Collected data:
== Segment start ==

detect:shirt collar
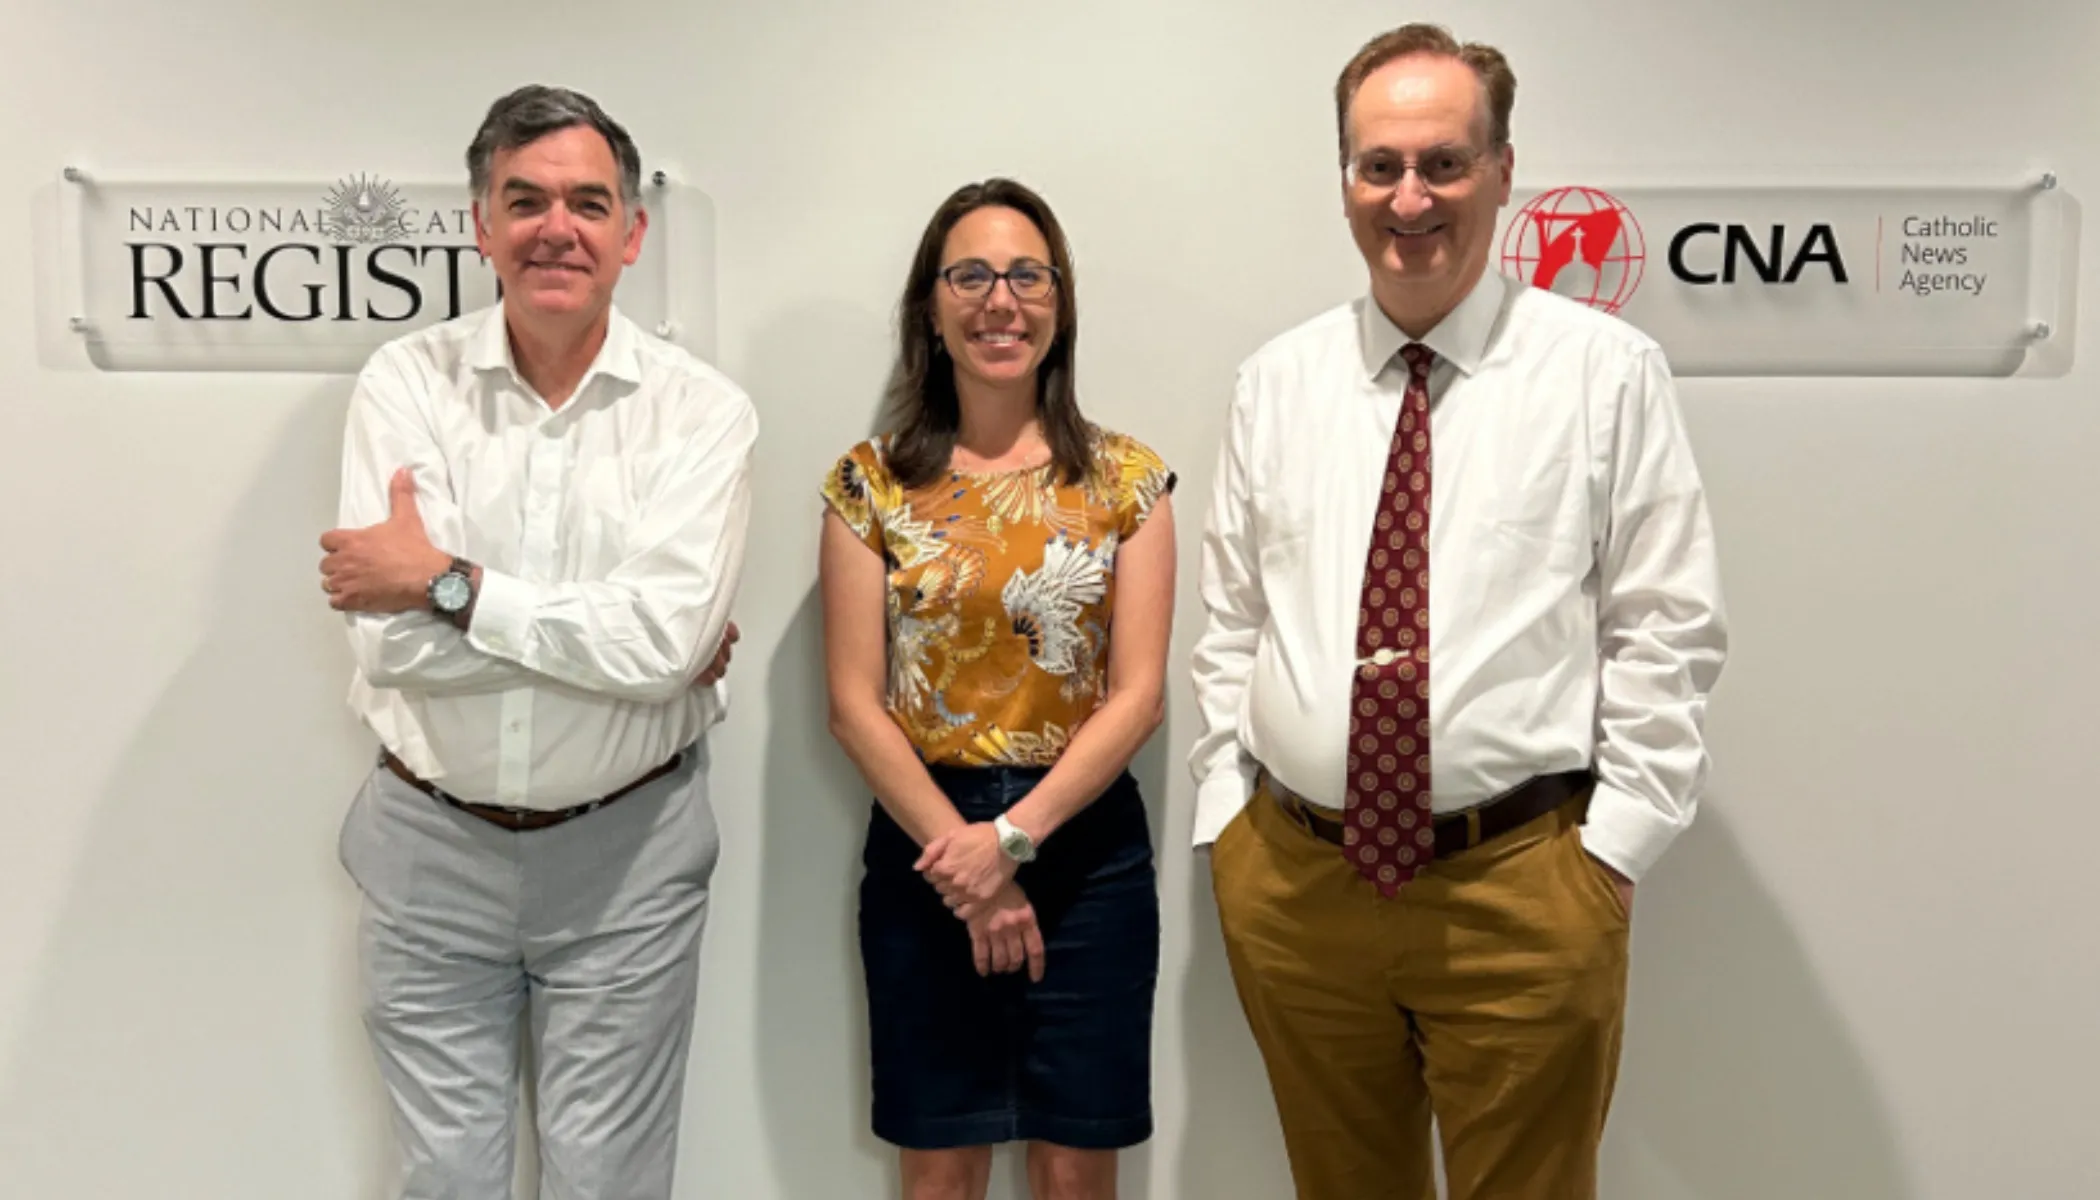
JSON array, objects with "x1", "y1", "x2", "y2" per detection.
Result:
[
  {"x1": 1358, "y1": 269, "x2": 1508, "y2": 381},
  {"x1": 465, "y1": 302, "x2": 646, "y2": 392}
]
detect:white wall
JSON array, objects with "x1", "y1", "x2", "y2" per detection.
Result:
[{"x1": 3, "y1": 1, "x2": 2096, "y2": 1197}]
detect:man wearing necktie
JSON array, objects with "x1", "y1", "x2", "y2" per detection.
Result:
[{"x1": 1188, "y1": 23, "x2": 1728, "y2": 1200}]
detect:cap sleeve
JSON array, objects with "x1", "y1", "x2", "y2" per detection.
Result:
[
  {"x1": 820, "y1": 439, "x2": 892, "y2": 557},
  {"x1": 1104, "y1": 432, "x2": 1176, "y2": 542}
]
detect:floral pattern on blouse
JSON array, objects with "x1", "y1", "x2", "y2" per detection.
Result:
[{"x1": 822, "y1": 427, "x2": 1175, "y2": 767}]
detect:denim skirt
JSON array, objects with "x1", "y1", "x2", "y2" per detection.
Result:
[{"x1": 858, "y1": 764, "x2": 1160, "y2": 1151}]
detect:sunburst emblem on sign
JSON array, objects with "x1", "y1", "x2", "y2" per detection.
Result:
[{"x1": 320, "y1": 174, "x2": 413, "y2": 246}]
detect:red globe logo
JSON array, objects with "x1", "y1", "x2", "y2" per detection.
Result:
[{"x1": 1499, "y1": 187, "x2": 1645, "y2": 314}]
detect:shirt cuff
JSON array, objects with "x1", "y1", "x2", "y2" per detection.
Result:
[
  {"x1": 696, "y1": 678, "x2": 728, "y2": 729},
  {"x1": 465, "y1": 568, "x2": 537, "y2": 668},
  {"x1": 1577, "y1": 782, "x2": 1689, "y2": 884},
  {"x1": 1191, "y1": 765, "x2": 1256, "y2": 847}
]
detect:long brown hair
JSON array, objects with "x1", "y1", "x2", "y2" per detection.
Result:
[{"x1": 882, "y1": 178, "x2": 1090, "y2": 490}]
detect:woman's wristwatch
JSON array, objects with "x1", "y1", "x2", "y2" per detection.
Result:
[{"x1": 994, "y1": 814, "x2": 1038, "y2": 864}]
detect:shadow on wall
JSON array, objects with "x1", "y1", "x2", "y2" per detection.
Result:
[
  {"x1": 754, "y1": 583, "x2": 900, "y2": 1199},
  {"x1": 0, "y1": 381, "x2": 393, "y2": 1198},
  {"x1": 1604, "y1": 796, "x2": 1912, "y2": 1199},
  {"x1": 1170, "y1": 808, "x2": 1298, "y2": 1200},
  {"x1": 748, "y1": 297, "x2": 900, "y2": 1198}
]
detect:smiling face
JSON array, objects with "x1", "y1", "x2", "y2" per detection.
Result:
[
  {"x1": 932, "y1": 205, "x2": 1060, "y2": 392},
  {"x1": 1342, "y1": 53, "x2": 1513, "y2": 334},
  {"x1": 472, "y1": 123, "x2": 646, "y2": 331}
]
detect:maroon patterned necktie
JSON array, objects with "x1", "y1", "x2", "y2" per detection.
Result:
[{"x1": 1343, "y1": 342, "x2": 1436, "y2": 897}]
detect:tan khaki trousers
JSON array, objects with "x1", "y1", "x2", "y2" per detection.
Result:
[{"x1": 1212, "y1": 778, "x2": 1629, "y2": 1200}]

== Segment end ==

The data must be reproduced exactly, and no picture may appear in the copy.

- _FINISHED EXERCISE_
detect:shirt collar
JSON array, objects with "x1", "y1", "x2", "y2" per detection.
Result:
[
  {"x1": 1358, "y1": 269, "x2": 1508, "y2": 381},
  {"x1": 465, "y1": 302, "x2": 646, "y2": 392}
]
detect:white wall
JSON array, objects with "x1", "y1", "x2", "y2" per detection.
Result:
[{"x1": 3, "y1": 1, "x2": 2096, "y2": 1197}]
detect:man wearing necktie
JSON array, objects with "x1", "y1", "x2", "y2" per detection.
Result:
[{"x1": 1188, "y1": 23, "x2": 1728, "y2": 1200}]
detect:cap sleeve
JSON array, objects with "x1", "y1", "x2", "y2" per detection.
Result:
[
  {"x1": 820, "y1": 439, "x2": 892, "y2": 557},
  {"x1": 1104, "y1": 432, "x2": 1176, "y2": 542}
]
detect:floral pattern on blouse
JSON array, objects with "x1", "y1", "x2", "y2" per detection.
Result:
[{"x1": 822, "y1": 427, "x2": 1175, "y2": 767}]
detect:denim skirt
JSON array, objects with "x1", "y1", "x2", "y2" per detection.
Result:
[{"x1": 858, "y1": 764, "x2": 1160, "y2": 1151}]
detect:sunburst emblem on sign
JSON array, objects with "x1", "y1", "x2", "y2" per detection.
Result:
[{"x1": 320, "y1": 174, "x2": 413, "y2": 246}]
detect:red globe logo
JSON array, objects with "x1", "y1", "x2", "y2" per detection.
Result:
[{"x1": 1499, "y1": 187, "x2": 1645, "y2": 314}]
detect:shirt cuff
JSON array, objects with "x1", "y1", "x2", "y2" per detection.
Result:
[
  {"x1": 696, "y1": 678, "x2": 728, "y2": 729},
  {"x1": 465, "y1": 568, "x2": 537, "y2": 668},
  {"x1": 1577, "y1": 782, "x2": 1689, "y2": 884},
  {"x1": 1191, "y1": 765, "x2": 1256, "y2": 847}
]
detect:long brown hair
JSON array, objects with "x1", "y1", "x2", "y2" per detection.
Result:
[{"x1": 882, "y1": 178, "x2": 1090, "y2": 490}]
detect:woman's wristwatch
JSON array, objects with "x1", "y1", "x2", "y2" per detection.
Result:
[{"x1": 994, "y1": 814, "x2": 1038, "y2": 864}]
detect:shadow on wall
JSON array, objects with "x1", "y1", "x2", "y2" per detection.
Result:
[
  {"x1": 754, "y1": 583, "x2": 900, "y2": 1199},
  {"x1": 0, "y1": 381, "x2": 393, "y2": 1198},
  {"x1": 1604, "y1": 796, "x2": 1912, "y2": 1199},
  {"x1": 1170, "y1": 808, "x2": 1298, "y2": 1200},
  {"x1": 748, "y1": 297, "x2": 900, "y2": 1198}
]
detect:smiling face
JSON array, objects with "x1", "y1", "x2", "y2" per detection.
Result:
[
  {"x1": 932, "y1": 205, "x2": 1060, "y2": 392},
  {"x1": 1342, "y1": 53, "x2": 1513, "y2": 334},
  {"x1": 472, "y1": 123, "x2": 646, "y2": 331}
]
detect:maroon patterned necktie
JSON array, objects with "x1", "y1", "x2", "y2" per detection.
Result:
[{"x1": 1343, "y1": 342, "x2": 1436, "y2": 897}]
detect:tan khaki trousers
JSON array, objects with "x1", "y1", "x2", "y2" per detection.
Result:
[{"x1": 1212, "y1": 778, "x2": 1629, "y2": 1200}]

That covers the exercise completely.